Ketentuan Tugas: Tolong salin tanpa perubahan bagian teks tentang laut Indonesia di bawah, dari "Laut dijadikan ladang" sampai "dari serangan luar.".

Kutipan untuk Dibaca:
┌──

”Usahakan agar kita menjadi bangsa pelaut kembali, bangsa pelaut dalam
arti seluas-luasnya, bukan sekadar jongos di kapal, tetapi mempunyai armada
niaga, bangsa pelaut yang kesibukannya di laut menandingi irama gelombang.” (Soekarno, 1953)
Pidato tersebut disampaikan
Presiden Soekarno saat meresmikan Institut Angkatan Laut tahun 1953 yang
menjadi cikal bakal Akademi Angkatan Laut (AAL). Indonesia memang telah lama
tidak berorientasi laut atau tidak bisa menjadi nakhoda di lautnya sendiri.
Laut dijadikan ladang mata
pencaharian, laut juga dijadikan sebagai tempat menggalang kekuatan, mempunyai
armada laut yang kuat berarti bisa mempertahankan kerajaan dari serangan luar.
Memang, laut dalam hal ini menjadi suatu yang sangat penting sejak zaman dahulu
sampai zaman sekarang. Dengan mengoptimalkan potensi laut menjadikan bangsa
Indonesia maju karena Indonesia mempunyai potensi yang sangat besar untuk
mengembangkan laut. Laut akan memberikan manfaat yang sangat vital bagi
pertumbuham dan perkembangan perekonomian Indonesia atau perdaganagan pada
khususnya.

└──

Data yang Diberikan:

┌──

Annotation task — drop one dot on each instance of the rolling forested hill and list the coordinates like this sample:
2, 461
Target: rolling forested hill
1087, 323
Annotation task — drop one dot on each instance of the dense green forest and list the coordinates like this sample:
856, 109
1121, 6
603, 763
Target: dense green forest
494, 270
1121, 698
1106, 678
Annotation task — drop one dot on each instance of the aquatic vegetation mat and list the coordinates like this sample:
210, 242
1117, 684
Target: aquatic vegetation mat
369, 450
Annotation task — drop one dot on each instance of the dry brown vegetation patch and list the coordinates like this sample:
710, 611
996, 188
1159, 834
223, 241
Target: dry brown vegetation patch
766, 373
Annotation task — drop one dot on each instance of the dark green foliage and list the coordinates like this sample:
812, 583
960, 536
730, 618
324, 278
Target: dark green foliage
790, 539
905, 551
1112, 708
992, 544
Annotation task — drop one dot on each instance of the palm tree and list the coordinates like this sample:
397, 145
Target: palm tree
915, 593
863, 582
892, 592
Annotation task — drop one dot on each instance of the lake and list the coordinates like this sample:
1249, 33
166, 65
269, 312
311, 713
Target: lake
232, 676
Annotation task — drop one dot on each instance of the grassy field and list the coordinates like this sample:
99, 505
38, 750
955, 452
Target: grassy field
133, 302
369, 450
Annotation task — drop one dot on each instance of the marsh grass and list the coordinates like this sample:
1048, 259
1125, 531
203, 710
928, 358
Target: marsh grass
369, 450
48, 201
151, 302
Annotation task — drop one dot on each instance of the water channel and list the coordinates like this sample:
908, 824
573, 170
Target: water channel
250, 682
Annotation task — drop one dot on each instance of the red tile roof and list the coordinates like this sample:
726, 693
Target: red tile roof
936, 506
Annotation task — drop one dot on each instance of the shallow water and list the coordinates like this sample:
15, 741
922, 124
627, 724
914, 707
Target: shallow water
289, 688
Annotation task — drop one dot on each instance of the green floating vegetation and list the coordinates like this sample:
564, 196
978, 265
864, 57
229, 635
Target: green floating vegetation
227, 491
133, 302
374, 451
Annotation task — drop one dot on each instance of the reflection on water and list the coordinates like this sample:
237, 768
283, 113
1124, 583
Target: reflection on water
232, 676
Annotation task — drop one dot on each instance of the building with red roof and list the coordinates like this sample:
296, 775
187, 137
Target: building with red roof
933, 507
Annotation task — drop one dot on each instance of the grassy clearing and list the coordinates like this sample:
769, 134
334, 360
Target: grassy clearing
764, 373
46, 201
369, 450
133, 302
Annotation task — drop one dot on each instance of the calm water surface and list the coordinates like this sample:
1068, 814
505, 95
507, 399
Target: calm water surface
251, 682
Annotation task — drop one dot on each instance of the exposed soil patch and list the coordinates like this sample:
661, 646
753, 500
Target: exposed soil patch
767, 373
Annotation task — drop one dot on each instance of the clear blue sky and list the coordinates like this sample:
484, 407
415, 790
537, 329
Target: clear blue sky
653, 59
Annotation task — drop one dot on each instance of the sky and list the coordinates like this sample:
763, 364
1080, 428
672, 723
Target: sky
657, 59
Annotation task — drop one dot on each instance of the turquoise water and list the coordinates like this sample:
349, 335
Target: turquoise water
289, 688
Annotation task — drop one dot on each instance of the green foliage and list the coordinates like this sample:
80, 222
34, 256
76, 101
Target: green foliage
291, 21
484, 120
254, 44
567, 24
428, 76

└──

Jawaban Tertulis:
Laut dijadikan ladang mata
pencaharian, laut juga dijadikan sebagai tempat menggalang kekuatan, mempunyai
armada laut yang kuat berarti bisa mempertahankan kerajaan dari serangan luar.